_Exercise brief_: The output should be exactly the lines from the one containing "Please tag the snow" through the last line of the records, and only those.

Dataset entries:
# # # # #
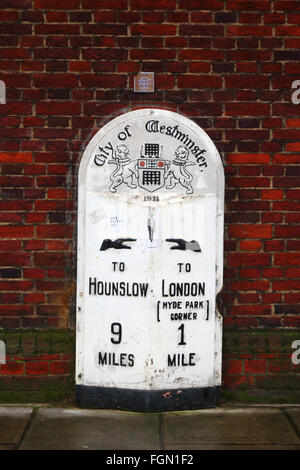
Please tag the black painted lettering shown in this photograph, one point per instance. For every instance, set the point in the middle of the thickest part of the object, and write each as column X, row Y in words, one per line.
column 102, row 359
column 131, row 360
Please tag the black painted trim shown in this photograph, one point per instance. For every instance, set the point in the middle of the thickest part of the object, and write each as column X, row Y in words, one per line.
column 147, row 400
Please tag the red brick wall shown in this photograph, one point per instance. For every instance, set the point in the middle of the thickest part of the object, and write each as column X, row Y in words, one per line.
column 229, row 65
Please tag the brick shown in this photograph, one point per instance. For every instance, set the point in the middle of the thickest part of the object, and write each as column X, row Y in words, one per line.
column 56, row 4
column 254, row 158
column 256, row 366
column 249, row 231
column 12, row 368
column 232, row 367
column 36, row 368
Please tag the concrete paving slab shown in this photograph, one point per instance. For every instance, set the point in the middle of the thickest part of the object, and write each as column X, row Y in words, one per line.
column 249, row 426
column 12, row 424
column 73, row 429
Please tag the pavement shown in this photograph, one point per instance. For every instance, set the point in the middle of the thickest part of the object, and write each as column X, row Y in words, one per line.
column 45, row 427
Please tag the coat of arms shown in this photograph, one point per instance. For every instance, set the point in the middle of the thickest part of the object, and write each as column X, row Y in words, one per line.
column 150, row 171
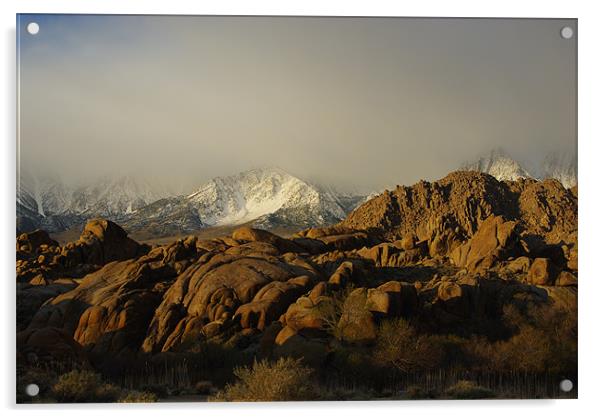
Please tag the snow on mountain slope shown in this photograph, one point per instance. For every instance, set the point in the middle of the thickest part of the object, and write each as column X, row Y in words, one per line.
column 268, row 198
column 252, row 194
column 114, row 196
column 45, row 201
column 559, row 166
column 562, row 167
column 498, row 164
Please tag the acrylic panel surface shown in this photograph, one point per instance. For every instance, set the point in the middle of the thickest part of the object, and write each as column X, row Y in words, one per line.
column 216, row 208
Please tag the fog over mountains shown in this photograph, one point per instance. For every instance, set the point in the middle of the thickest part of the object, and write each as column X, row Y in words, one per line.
column 266, row 197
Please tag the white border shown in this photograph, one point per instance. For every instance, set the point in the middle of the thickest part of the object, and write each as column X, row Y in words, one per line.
column 590, row 113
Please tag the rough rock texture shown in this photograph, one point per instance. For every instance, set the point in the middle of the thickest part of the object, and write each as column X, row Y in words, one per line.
# # # # #
_Solution to the problem_:
Please tag the snow on mountain slope shown in this photograph, one point per instance. For every instance, set the point in the middle of the thickest part of the object, and write each as column X, row Y in words, one per line.
column 268, row 198
column 252, row 194
column 114, row 196
column 45, row 201
column 559, row 166
column 562, row 167
column 498, row 164
Please tag the acrylic panel surface shown in this photograph, one point per instance. For every instance, set the point in the middle of the thickest part of the object, and write each as column X, row Y in words, one per line.
column 216, row 208
Please tag the fog over mountains shown in this photograph, one point per instance. For every instance, set the point in the middle of the thickest part of the object, and write each as column X, row Y in words, one per line.
column 266, row 197
Please tag the white border shown in this photograph, one point per instance. For every instance, set the point in the middle of the thickest part of the object, and write each as column X, row Y in words, one per line.
column 590, row 113
Please tag the rough rock texture shown in this photograph, one point per instance. For every instance, set the point in the middle of the thickest part of the object, and write each as column X, row Y in words, one per line.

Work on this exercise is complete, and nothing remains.